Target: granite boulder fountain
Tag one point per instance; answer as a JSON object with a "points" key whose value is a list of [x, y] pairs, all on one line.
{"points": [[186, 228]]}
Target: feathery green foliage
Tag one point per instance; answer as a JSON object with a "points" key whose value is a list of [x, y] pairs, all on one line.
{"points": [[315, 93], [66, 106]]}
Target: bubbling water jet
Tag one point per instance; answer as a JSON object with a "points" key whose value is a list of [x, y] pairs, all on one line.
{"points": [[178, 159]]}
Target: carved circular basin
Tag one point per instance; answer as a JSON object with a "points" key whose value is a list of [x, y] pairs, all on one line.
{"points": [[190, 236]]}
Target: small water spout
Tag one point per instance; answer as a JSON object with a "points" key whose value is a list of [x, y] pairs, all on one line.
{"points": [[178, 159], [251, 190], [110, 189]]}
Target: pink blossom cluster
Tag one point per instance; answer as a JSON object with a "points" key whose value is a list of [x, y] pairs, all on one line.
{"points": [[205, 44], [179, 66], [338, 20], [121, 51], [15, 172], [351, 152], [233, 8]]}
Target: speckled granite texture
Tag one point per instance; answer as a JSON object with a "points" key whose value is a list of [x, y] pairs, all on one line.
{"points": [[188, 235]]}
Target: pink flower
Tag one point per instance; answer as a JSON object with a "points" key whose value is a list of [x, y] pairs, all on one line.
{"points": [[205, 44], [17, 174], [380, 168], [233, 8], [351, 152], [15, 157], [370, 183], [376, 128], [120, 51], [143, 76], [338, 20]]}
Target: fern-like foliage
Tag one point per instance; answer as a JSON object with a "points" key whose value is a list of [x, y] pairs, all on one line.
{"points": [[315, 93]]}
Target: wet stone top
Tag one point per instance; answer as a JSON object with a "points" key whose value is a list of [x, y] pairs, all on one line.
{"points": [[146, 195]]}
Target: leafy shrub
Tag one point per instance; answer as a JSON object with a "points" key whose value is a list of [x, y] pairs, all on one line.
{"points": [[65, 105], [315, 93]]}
------------------------------------
Problem details -> Output the complete data exactly as written.

Solution for this task ->
Target: granite boulder fountain
Tag one point per instance; answer as a JSON object with a "points" key whose value is a list of [x, y] pairs, all on one line.
{"points": [[186, 228]]}
Target: feathery green foliage
Tag one point per instance; answer as a JSON object with a "points" key whose value is a list of [x, y] pairs, all on one line.
{"points": [[315, 93], [66, 106]]}
Target: bubbling water jet
Tag one point per instance; answer as a JSON object with a "points" key whose value is a list of [x, y] pairs, all on one line.
{"points": [[178, 159]]}
Target: carved circular basin
Tag one point per instance; answer as a JSON object with a "points" key whose value is a list of [x, y] pairs, all on one line.
{"points": [[190, 236]]}
Target: small water spout
Tag one point per instance; answer as a JSON object with a "points" key whose value is a list of [x, y] pairs, all on one line.
{"points": [[178, 159], [251, 190], [110, 189]]}
Target: pink blossom cluster
Tag one point per instance; answer as a JSON object with a "points" key whose value is a list of [x, y] pairs, all on one line.
{"points": [[205, 44], [179, 66], [338, 20], [121, 51], [15, 172], [351, 152], [233, 8]]}
Target: speckled granite texture
Tag one point per instance; answer as a JSON object with a "points" key whose value is a list of [x, y] pairs, all on one line.
{"points": [[188, 235]]}
Target: pink flower
Tag one point per instance; answer as a JSON object with a "points" key whose value is a list of [x, y] pairs, all on one line.
{"points": [[205, 44], [17, 174], [380, 168], [233, 8], [351, 152], [15, 157], [370, 183], [376, 128], [120, 51], [143, 76], [338, 20]]}
Target: fern-like foliage
Tag one point per instance; answer as a JSON object with a "points" key whose value is a list of [x, y] pairs, all on one line.
{"points": [[315, 93]]}
Target: wet stone top
Tag one point per instance; answer as a JSON object with a "points" key whose value is a list of [x, y] pairs, all on one line.
{"points": [[146, 195]]}
Target: leafy shrub
Tag one point per instance; answer as a JSON object with a "points" key whose value is a list of [x, y] pairs, all on one line.
{"points": [[65, 105], [315, 93]]}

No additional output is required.